[start of MATERIAL SHOWN]
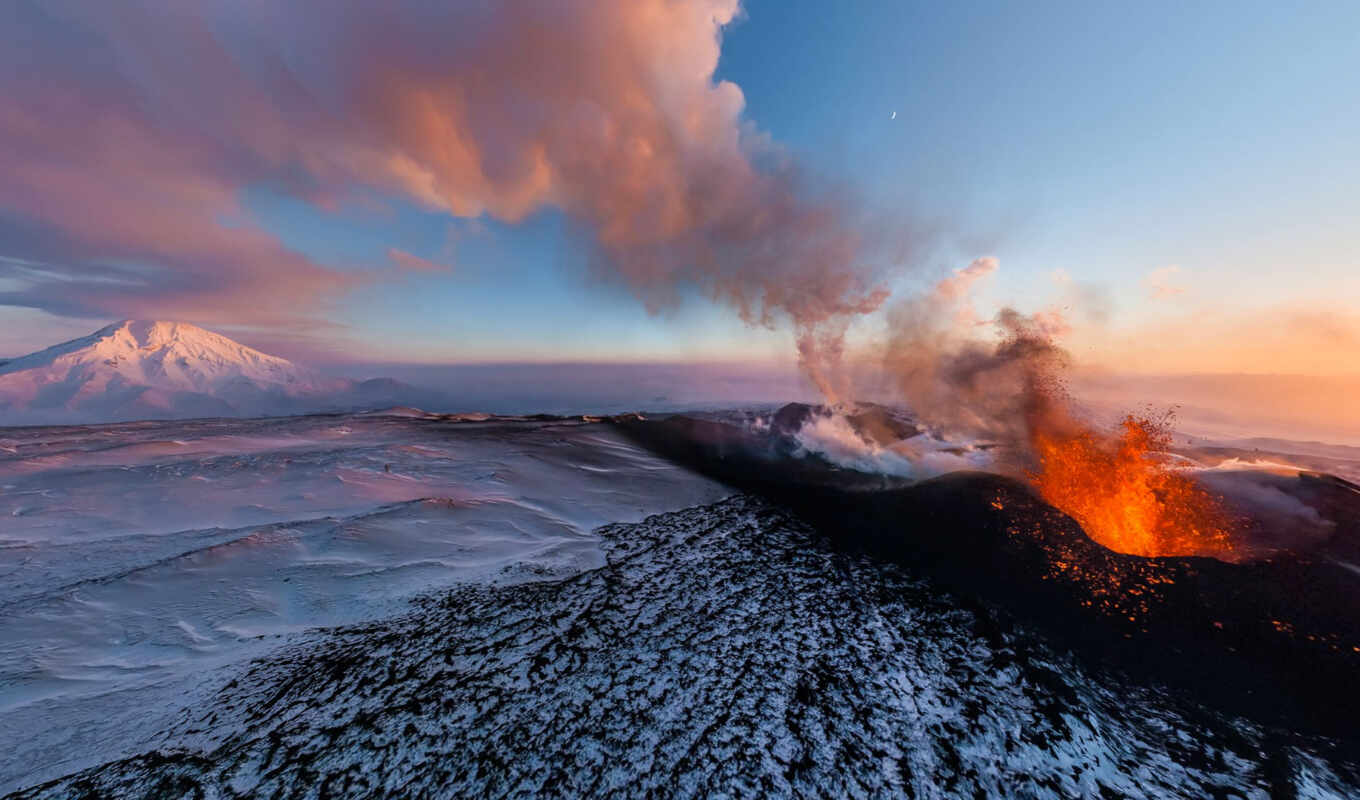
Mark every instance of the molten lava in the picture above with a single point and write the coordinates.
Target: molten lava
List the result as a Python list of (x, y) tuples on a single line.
[(1124, 493)]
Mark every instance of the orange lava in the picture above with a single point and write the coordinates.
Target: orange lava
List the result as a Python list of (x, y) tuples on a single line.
[(1124, 493)]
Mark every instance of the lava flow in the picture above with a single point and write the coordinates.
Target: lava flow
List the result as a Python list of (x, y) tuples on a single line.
[(1124, 493)]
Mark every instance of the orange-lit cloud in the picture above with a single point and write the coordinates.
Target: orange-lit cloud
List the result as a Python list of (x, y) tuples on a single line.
[(1162, 285), (1273, 340), (404, 260), (128, 131)]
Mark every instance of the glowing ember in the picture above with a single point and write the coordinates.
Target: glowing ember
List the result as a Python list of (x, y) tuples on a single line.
[(1125, 495)]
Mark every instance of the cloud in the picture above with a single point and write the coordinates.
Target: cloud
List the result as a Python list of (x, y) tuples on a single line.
[(1160, 283), (128, 132), (404, 260)]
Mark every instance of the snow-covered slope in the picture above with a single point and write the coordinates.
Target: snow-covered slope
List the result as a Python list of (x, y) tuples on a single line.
[(140, 369)]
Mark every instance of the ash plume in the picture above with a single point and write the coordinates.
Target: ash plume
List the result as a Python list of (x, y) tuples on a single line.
[(979, 378)]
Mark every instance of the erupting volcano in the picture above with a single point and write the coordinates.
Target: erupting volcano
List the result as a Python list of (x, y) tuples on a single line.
[(1125, 494)]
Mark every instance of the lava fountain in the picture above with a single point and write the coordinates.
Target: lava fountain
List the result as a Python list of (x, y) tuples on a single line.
[(1125, 494)]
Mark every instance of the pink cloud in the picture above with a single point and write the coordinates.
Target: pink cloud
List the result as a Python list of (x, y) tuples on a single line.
[(411, 263), (127, 134)]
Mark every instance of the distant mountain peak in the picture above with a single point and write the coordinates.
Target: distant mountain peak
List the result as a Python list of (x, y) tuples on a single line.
[(147, 369)]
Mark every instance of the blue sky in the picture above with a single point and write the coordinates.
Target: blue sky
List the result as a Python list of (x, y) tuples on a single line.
[(1081, 144)]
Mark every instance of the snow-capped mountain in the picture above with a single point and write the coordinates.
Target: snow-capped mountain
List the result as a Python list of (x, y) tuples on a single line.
[(139, 369)]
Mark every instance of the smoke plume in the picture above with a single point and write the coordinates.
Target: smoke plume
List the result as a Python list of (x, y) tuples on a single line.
[(129, 131)]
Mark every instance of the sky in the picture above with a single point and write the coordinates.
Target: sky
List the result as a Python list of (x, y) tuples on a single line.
[(661, 181)]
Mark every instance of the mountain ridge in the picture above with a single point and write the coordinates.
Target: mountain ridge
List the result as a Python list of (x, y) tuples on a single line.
[(155, 369)]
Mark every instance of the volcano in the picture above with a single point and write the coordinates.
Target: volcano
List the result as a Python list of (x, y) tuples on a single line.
[(1276, 637), (144, 369)]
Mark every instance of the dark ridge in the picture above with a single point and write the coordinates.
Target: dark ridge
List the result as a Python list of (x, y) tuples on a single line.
[(1276, 640)]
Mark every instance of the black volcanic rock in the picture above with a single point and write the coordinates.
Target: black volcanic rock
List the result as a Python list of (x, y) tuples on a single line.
[(1276, 638), (722, 651)]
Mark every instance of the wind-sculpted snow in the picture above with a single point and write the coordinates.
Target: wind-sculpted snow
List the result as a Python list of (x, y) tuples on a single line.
[(721, 651), (144, 563)]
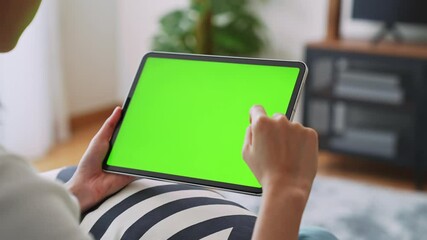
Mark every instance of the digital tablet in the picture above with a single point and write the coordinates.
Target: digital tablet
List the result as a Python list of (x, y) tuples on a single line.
[(185, 117)]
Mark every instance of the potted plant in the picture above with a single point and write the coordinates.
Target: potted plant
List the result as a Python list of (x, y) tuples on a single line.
[(220, 27)]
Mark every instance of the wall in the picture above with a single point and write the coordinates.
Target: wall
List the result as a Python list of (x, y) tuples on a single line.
[(26, 78), (89, 43)]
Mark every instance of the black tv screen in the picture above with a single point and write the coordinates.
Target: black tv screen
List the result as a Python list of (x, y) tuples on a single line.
[(391, 11)]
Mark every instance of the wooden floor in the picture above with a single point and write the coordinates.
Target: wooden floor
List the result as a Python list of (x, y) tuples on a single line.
[(361, 170)]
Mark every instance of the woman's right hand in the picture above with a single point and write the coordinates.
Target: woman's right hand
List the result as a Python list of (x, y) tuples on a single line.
[(283, 157), (280, 152)]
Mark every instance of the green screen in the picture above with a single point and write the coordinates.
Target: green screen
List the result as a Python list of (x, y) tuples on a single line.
[(189, 118)]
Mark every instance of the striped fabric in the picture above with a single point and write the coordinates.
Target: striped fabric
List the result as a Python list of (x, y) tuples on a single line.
[(148, 209)]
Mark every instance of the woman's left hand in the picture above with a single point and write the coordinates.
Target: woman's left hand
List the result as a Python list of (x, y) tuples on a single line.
[(90, 184)]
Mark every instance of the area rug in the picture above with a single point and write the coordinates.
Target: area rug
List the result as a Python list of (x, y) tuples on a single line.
[(357, 211)]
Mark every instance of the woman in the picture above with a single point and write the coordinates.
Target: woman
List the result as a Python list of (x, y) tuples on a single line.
[(282, 155)]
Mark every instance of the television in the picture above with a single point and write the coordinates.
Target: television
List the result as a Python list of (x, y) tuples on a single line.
[(391, 12)]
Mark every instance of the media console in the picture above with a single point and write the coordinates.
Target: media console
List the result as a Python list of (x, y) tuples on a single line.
[(370, 101)]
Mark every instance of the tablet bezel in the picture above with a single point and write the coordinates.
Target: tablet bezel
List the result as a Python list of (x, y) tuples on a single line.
[(195, 181)]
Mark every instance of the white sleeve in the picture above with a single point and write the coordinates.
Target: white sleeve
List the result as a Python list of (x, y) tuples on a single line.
[(32, 207)]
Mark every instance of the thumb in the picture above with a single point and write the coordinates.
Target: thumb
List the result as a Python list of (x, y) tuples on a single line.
[(109, 125), (248, 141)]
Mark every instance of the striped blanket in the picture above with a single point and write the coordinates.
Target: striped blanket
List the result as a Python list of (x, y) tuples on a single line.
[(148, 209)]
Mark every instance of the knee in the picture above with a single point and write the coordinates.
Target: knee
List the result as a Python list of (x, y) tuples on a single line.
[(315, 233)]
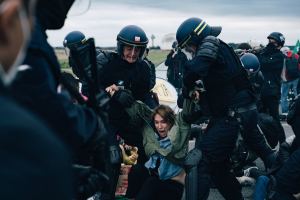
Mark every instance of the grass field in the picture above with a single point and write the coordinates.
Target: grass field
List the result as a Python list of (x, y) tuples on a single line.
[(156, 56)]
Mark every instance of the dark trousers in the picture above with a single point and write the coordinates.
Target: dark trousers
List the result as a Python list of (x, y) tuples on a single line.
[(288, 178), (270, 105), (217, 144), (254, 140), (157, 189)]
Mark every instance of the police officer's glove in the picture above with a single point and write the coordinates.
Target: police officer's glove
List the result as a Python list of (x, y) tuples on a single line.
[(193, 158), (124, 97), (209, 47), (89, 181)]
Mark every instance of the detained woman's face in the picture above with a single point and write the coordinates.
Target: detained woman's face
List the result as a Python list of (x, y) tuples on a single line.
[(131, 53), (161, 125)]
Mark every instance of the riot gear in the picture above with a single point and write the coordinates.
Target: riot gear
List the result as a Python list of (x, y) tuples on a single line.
[(132, 35), (278, 37), (74, 39), (72, 42), (193, 30), (250, 63)]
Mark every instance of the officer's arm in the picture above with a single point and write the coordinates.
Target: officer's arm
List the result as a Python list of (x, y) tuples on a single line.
[(206, 55), (270, 63), (169, 59)]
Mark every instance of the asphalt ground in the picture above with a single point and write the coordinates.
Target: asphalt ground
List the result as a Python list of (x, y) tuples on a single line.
[(248, 190)]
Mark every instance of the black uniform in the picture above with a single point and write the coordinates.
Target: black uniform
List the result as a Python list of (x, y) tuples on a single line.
[(271, 61), (175, 62), (36, 89), (136, 78), (227, 97), (34, 163)]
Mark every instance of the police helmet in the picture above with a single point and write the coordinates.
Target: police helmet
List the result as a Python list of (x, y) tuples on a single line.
[(278, 37), (193, 30), (74, 39), (250, 63), (132, 35)]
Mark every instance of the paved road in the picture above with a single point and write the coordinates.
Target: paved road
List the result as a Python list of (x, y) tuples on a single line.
[(248, 191), (161, 72)]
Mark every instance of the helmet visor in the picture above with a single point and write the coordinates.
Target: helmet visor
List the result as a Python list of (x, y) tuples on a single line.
[(215, 30), (67, 51)]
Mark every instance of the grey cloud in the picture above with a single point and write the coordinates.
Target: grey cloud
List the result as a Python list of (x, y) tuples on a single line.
[(287, 8)]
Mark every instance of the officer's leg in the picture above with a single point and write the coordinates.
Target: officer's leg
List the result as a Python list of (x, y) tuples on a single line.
[(137, 175), (288, 178), (254, 139), (284, 94), (273, 103), (225, 181), (150, 189), (216, 145)]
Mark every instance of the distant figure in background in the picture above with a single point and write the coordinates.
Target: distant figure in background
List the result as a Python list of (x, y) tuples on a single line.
[(243, 48), (290, 76), (271, 60), (175, 62)]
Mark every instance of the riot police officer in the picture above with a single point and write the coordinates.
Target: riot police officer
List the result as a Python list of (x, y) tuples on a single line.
[(73, 40), (271, 60), (227, 98), (35, 88), (127, 69), (251, 64), (28, 147)]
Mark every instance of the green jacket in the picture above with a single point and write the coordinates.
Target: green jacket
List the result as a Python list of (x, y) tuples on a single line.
[(179, 134)]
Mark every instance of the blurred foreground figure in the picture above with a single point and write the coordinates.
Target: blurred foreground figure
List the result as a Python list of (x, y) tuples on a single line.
[(34, 163)]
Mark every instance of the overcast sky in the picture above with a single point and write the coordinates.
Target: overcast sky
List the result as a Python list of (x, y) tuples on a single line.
[(241, 20)]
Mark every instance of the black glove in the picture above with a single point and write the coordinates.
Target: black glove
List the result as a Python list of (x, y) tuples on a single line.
[(209, 47), (89, 181), (124, 97)]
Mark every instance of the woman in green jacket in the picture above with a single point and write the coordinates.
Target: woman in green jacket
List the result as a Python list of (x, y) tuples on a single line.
[(165, 139)]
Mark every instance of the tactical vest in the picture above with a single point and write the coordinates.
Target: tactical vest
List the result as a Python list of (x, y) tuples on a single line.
[(292, 68)]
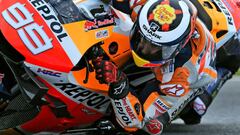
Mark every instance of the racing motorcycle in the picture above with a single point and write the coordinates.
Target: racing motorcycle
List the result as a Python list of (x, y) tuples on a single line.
[(49, 47)]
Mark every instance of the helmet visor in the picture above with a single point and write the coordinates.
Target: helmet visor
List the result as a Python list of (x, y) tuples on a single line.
[(150, 51)]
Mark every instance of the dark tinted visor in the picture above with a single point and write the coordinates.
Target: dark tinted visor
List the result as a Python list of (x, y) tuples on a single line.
[(150, 51)]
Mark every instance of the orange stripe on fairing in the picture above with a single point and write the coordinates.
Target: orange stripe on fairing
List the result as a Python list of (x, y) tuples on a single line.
[(178, 11), (52, 58), (153, 97), (210, 72), (165, 27), (165, 2), (85, 39)]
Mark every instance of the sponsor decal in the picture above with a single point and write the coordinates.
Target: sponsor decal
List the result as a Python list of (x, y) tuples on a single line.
[(88, 112), (129, 109), (121, 111), (81, 95), (99, 23), (154, 126), (199, 106), (225, 11), (154, 27), (150, 32), (48, 72), (160, 106), (45, 11), (184, 103), (164, 14), (102, 34), (175, 90), (30, 32)]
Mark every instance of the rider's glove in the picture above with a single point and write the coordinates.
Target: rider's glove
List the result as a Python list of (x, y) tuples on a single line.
[(107, 72)]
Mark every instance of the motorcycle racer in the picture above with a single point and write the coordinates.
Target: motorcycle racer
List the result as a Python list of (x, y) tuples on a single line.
[(168, 38)]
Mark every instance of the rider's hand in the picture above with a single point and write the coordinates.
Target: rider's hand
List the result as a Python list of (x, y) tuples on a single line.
[(179, 85), (107, 72)]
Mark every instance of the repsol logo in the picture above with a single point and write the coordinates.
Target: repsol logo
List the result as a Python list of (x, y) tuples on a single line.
[(184, 103), (48, 72), (81, 95), (151, 32), (47, 13), (122, 112), (225, 11)]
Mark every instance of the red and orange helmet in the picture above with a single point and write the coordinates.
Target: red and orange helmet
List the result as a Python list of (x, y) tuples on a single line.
[(162, 29)]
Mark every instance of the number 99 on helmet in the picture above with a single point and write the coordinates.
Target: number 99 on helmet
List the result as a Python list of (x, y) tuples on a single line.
[(162, 29)]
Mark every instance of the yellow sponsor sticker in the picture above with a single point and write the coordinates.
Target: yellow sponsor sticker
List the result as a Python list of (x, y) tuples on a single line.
[(164, 14)]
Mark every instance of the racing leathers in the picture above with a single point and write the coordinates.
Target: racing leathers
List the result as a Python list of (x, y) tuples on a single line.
[(177, 82)]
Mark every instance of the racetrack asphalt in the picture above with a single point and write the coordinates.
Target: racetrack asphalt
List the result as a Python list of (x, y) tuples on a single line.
[(222, 117)]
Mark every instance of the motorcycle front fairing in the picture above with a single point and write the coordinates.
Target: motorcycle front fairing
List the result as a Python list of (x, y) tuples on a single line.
[(51, 46)]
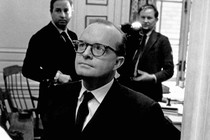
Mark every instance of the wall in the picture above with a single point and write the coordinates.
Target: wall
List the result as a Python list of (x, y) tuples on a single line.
[(20, 19)]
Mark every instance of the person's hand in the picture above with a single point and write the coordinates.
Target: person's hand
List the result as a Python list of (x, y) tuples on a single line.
[(62, 78), (144, 76)]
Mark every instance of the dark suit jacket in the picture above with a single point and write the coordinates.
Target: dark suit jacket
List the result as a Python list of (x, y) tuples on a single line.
[(123, 113), (46, 54), (156, 59)]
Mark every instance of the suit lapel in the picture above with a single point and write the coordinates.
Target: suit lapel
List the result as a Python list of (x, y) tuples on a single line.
[(106, 109), (152, 39)]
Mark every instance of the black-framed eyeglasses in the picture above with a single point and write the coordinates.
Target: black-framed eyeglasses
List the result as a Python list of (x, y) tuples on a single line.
[(97, 49)]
[end of MATERIAL SHOWN]
- GOAL OF THE EXERCISE:
Rewrite every line from the line with "Mark every instance of the overcast" to the line with "[(165, 139)]", both included, requests and all. Scale each x and y coordinate in the answers by 0.7 and round it to a whole number, with halves rounded up.

- EXERCISE ANSWER:
Mark every instance of the overcast sky in the picture above with a single point and write the coordinates.
Target: overcast sky
List the result as a Python list of (x, y) tuples on a single line.
[(169, 14)]
Mark every instance of the black glove in the picture above with a single point and write the coordinates.
Target: black glove
List the result as a Python list of (x, y) tuples on a single line.
[(146, 33), (62, 127), (87, 68)]
Mark every instance of the woman in green jacket in the picture above with a single point and write the coordinates.
Target: woman in green jacket
List the result as a Python list of (x, y) tuples on a single line.
[(116, 97)]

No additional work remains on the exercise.